Task instructions ->
Collect every line in the records below that contains the word "peacock".

'''

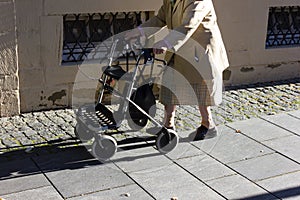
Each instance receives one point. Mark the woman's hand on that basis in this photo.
(160, 47)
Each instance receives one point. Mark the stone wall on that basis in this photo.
(9, 83)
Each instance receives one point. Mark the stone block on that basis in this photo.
(19, 184)
(121, 193)
(173, 181)
(75, 173)
(238, 187)
(286, 121)
(48, 193)
(291, 150)
(263, 130)
(285, 186)
(204, 167)
(141, 160)
(264, 167)
(232, 147)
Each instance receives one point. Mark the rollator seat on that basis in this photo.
(116, 72)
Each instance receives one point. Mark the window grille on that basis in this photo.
(83, 33)
(283, 27)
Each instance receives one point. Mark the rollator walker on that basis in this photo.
(136, 105)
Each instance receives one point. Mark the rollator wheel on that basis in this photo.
(166, 141)
(82, 132)
(104, 148)
(137, 124)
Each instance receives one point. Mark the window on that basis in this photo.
(283, 27)
(82, 33)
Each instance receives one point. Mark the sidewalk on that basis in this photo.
(255, 156)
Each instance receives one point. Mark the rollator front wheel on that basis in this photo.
(104, 148)
(166, 141)
(82, 132)
(137, 124)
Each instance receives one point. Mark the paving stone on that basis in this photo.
(259, 129)
(295, 113)
(264, 167)
(286, 121)
(204, 167)
(184, 150)
(141, 159)
(119, 193)
(238, 187)
(75, 173)
(173, 181)
(289, 146)
(16, 168)
(26, 182)
(232, 147)
(285, 186)
(45, 193)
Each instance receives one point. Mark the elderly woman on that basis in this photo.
(196, 51)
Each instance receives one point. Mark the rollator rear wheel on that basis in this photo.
(83, 133)
(166, 141)
(104, 148)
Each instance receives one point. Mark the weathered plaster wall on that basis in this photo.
(9, 83)
(243, 24)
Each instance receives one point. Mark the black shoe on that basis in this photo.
(204, 133)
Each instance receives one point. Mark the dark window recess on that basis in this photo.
(83, 34)
(283, 27)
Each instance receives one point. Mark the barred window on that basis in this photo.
(82, 33)
(283, 27)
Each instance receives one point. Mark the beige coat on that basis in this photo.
(198, 49)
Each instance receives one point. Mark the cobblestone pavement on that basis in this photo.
(239, 103)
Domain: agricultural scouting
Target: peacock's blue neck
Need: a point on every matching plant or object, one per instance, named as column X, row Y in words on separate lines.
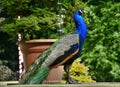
column 81, row 27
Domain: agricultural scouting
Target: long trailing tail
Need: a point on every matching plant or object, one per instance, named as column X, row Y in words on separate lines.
column 36, row 74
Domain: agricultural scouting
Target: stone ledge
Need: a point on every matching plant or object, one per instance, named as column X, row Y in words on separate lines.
column 99, row 84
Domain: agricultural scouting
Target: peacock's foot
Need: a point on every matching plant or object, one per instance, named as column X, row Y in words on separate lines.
column 71, row 81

'''

Result for this exercise ->
Target: peacock's blue neck
Target: peacock's foot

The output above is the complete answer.